Task objective: Copy out the listing below line for line, with every word and mark unchanged, but leave out the pictures.

* start *

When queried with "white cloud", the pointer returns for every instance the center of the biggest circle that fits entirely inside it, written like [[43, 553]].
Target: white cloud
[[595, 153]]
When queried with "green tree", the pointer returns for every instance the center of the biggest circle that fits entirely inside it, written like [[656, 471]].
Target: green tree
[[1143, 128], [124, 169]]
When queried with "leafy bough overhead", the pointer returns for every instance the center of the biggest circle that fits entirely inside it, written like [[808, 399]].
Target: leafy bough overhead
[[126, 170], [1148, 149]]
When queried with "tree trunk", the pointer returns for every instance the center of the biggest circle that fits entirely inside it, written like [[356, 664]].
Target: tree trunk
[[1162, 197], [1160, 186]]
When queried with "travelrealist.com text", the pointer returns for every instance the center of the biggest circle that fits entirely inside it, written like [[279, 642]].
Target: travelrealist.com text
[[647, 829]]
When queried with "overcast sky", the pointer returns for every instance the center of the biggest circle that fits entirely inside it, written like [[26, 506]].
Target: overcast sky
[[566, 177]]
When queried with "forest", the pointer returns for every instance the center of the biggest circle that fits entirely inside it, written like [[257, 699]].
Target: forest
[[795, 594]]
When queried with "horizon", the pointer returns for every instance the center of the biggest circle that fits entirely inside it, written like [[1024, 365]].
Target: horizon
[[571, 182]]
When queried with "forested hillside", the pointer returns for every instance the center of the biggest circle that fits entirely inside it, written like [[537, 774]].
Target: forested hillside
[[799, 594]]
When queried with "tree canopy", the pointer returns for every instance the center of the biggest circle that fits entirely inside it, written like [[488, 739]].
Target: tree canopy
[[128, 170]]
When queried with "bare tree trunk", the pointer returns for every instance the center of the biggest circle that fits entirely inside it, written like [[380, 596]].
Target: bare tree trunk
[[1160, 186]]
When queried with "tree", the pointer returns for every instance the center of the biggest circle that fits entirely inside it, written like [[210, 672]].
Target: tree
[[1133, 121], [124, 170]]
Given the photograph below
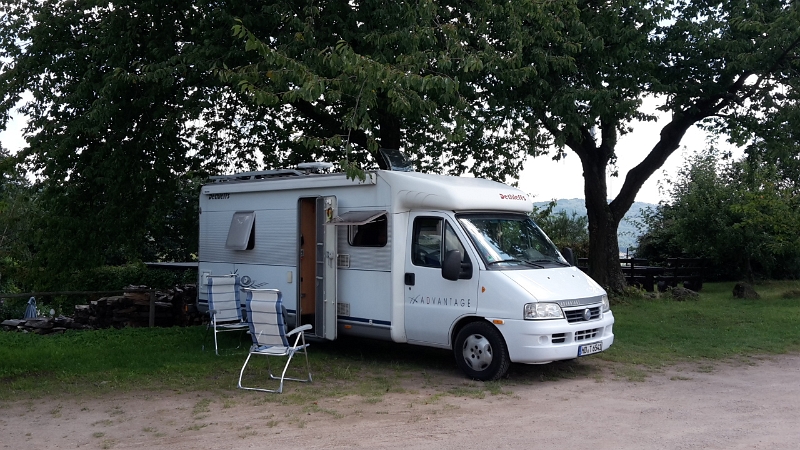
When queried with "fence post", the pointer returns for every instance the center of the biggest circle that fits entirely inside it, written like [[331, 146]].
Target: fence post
[[152, 322]]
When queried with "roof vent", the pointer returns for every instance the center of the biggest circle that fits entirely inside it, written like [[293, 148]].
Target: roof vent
[[396, 160], [315, 167]]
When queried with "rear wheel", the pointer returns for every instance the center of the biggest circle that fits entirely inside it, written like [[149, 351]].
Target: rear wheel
[[481, 352]]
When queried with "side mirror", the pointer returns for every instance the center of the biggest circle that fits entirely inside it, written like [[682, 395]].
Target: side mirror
[[451, 268], [567, 253]]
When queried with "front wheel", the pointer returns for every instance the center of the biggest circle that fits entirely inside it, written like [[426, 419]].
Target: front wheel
[[481, 352]]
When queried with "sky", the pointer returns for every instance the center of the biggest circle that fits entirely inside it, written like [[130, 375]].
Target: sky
[[545, 179]]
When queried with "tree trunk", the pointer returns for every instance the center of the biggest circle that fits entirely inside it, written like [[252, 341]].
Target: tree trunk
[[604, 265]]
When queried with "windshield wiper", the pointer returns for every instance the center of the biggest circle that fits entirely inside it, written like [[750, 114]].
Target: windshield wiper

* end *

Full solution:
When queried with "white cloud", the pointer returns for every instance the center of the biggest circle that fits entirely inside it, written like [[43, 553]].
Target: white cloud
[[595, 153]]
When queried with "green tree", the pointer returns for every instance the center of the biggest circle that fits entirely inside it, written like [[656, 471]].
Target: green tree
[[1143, 128], [124, 169]]
When queried with "leafy bough overhead", the pointer returns for every instance the center of the biggest circle that fits entirely inside it, written like [[808, 399]].
Target: leafy bough overhead
[[126, 170], [1148, 149]]
When queried with "tree trunk", the pointer returns for every instance the center of the biggest circle that fits entirely inside it, written like [[356, 664]].
Target: tree trunk
[[1162, 197], [1160, 186]]
When queried with "travelrealist.com text", the pointer returns for every instance the center of the biggest circle that fits entirely inside it, written like [[279, 642]].
Target: travelrealist.com text
[[647, 829]]
When queried with "overcast sky", the pointer returns for every instance the center of the biggest circle that fits entirely inside it, written like [[26, 506]].
Target: overcast sky
[[566, 177]]
When queried with "forest", the pointer returns for every instance the center of the biggest circle that fits entirely inside it, written like [[257, 699]].
Target: forest
[[795, 594]]
When queried with "horizon", the pointer returns for every instance the center of the biggest circle that fits entirely inside it, written like [[1024, 365]].
Target: horizon
[[571, 182]]
When queried with "forested hillside", the pointer returns for every instance the center of the biggest circle that fits entirely inside it, written like [[537, 774]].
Target: forested hillside
[[799, 594]]
When queried with "tree canopy", the pointer returns for every instance the center of the biggest circle that fits entirely inside it, written like [[488, 739]].
Target: tree canopy
[[128, 170]]
When queried with "bare tree trunk", the pointer returns for every instance the center of the biggest circle that fits entirely inside it, written like [[380, 596]].
Target: bare tree trunk
[[1160, 186]]
When queried with "tree", the pointer returns for every instance the center of the biggest circle that fits entirely inside it, written like [[210, 672]].
Target: tree
[[1133, 121], [124, 170]]
Given the photograph below
When queried with "fence post", the pointer returns for every instance the center of the biggest circle that fits entirely inside it, written like [[331, 146]].
Target: fence post
[[152, 322]]
When queried with "roof vent", the pointer returns for every instance the center of the biggest circle that fits entirely inside it, written like [[293, 148]].
Target: roof vent
[[396, 160], [315, 167]]
When queried with "rear wheel", the pointer returns for every instance the center of the biggest circle that fits entirely inside it, written like [[149, 351]].
Target: rear wheel
[[481, 352]]
When queried with "side mirror", the pointer returns for every instance the center of the biggest circle that fits entirely inside it, written like [[682, 395]].
Target: side mirror
[[451, 268], [567, 253]]
When queried with "front wheel", the pointer returns for every instance the center of the biggest circle that fits entirely inside it, written like [[426, 419]].
Target: front wheel
[[481, 352]]
When queried with "sky", the pointer returns for every instance the center of the biggest circle that fits entirely inside it, written like [[130, 375]].
Target: sky
[[545, 179]]
When queried with "tree trunk", the pointer returns for every instance the center of the biggest circle that fits entirely inside it, written like [[252, 341]].
Target: tree trunk
[[604, 265]]
When queried with "windshield wiper", the pointer returns for every instance the center of the biggest circle that fits entirely inside it, written like [[750, 114]].
Target: windshield wiper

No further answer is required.